● Trecho para leitura:
┌────────

A conhecida analogia entre filmes e sonhos como formas de realização de desejos (coletivos e individuais, respectivamente), sendo Hollywood conhecida como “fábrica de sonhos”, nunca deixou de incluir o equivalente a pesadelos nas telas: filmes com situações absurdas, ameaçadoras e angustiantes, geralmente com mais finais felizes nas décadas mais antigas. Mesmo com desfechos mais dramáticos, a plateia pode se deliciar com a desgraça alheia, ou seja, a dos personagens na tela – enquanto nossa vidinha rotineira segue sem maiores emoções mas, em compensação, sem nem tantos dissabores.
Fazem parte dos “pesadelos” cinematográficos muitos clássicos de Hitchcock, especialmente aqueles com o tema do “homem errado”, o sujeito comum que se vê acusado de algo que ele não cometeu, situação que toca sempre o nervo sensível da culpa ontológica na cultura judaico-cristã. A situação é de clima paranóide, com sensações persecutórias que podem ser exorcizadas através do que se passa no filme – e não com a gente.

└────────

● Instrução dada 1:
No trecho sobre os pesadelos do cinema, quais adjetivos vêm logo depois das palavras "filmes com situações"? Liste todos.
O trecho e a listagem são materiais independentes um do outro.

● Listagem a processar:
┌────────

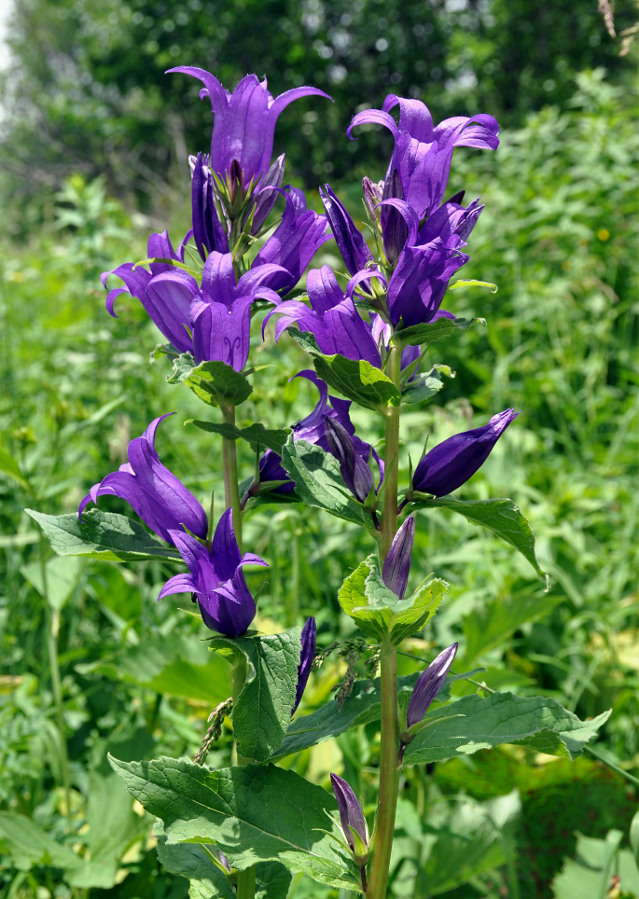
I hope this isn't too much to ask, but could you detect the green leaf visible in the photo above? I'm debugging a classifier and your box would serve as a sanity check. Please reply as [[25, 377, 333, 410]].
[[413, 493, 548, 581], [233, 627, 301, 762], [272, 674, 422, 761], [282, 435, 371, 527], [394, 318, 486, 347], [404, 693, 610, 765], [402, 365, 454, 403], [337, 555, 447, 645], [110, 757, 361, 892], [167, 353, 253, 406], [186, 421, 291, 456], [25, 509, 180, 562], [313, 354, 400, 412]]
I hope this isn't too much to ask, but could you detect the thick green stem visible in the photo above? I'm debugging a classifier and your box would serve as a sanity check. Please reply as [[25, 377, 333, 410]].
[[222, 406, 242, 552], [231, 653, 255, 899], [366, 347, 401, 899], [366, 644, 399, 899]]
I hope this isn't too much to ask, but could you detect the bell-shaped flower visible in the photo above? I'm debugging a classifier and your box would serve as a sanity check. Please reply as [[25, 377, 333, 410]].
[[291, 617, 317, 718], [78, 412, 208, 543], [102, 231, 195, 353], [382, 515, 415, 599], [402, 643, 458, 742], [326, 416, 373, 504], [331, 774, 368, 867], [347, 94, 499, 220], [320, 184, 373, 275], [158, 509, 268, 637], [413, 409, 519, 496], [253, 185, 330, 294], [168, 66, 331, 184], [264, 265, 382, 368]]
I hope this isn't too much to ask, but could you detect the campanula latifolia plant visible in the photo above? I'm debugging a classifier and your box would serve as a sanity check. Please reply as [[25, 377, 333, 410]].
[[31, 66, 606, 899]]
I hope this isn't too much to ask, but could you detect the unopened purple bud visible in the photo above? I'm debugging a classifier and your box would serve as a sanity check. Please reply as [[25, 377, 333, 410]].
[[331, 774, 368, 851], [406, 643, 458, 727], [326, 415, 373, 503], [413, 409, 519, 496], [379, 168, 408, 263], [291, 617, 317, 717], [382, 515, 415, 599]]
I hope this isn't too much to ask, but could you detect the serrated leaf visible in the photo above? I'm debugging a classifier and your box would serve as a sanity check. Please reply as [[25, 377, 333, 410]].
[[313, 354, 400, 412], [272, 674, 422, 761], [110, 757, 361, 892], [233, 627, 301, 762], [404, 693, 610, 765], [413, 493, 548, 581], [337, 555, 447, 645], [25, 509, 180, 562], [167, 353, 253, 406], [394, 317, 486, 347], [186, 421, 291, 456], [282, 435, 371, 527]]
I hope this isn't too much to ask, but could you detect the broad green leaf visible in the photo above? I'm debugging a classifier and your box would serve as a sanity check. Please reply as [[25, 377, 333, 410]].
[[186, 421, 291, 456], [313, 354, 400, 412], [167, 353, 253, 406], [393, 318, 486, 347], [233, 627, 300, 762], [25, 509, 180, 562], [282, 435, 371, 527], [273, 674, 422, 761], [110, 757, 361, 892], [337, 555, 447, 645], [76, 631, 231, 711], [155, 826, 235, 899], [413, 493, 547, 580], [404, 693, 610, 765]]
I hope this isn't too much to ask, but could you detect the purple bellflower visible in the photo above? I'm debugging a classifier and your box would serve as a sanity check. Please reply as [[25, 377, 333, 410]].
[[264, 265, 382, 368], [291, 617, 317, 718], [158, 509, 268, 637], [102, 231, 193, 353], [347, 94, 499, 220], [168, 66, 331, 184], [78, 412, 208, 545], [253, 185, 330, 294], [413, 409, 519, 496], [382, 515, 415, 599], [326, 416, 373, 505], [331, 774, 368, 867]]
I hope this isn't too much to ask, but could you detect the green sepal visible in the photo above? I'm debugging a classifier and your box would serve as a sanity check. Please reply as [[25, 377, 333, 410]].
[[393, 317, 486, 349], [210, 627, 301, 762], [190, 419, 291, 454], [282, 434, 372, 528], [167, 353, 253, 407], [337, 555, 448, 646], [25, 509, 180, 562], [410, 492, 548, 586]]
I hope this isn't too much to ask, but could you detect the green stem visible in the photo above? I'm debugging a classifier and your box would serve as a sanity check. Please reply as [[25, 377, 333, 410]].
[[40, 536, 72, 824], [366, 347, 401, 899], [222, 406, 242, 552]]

└────────

● Instrução dada 2:
Atualize a listagem a partir da linha que contém "detect the thick" e pare após a linha que contém "644, 399, 899]]", trocando "thick green stem" por "sturdy green stem". Devolva somente essas linhas, sem nenhuma outra alteração.

● Solução escrita 1:
Os adjetivos são absurdas, ameaçadoras e angustiantes.

● Solução escrita 2:
I hope this isn't too much to ask, but could you detect the sturdy green stem visible in the photo above? I'm debugging a classifier and your box would serve as a sanity check. Please reply as [[25, 377, 333, 410]].
[[222, 406, 242, 552], [231, 653, 255, 899], [366, 347, 401, 899], [366, 644, 399, 899]]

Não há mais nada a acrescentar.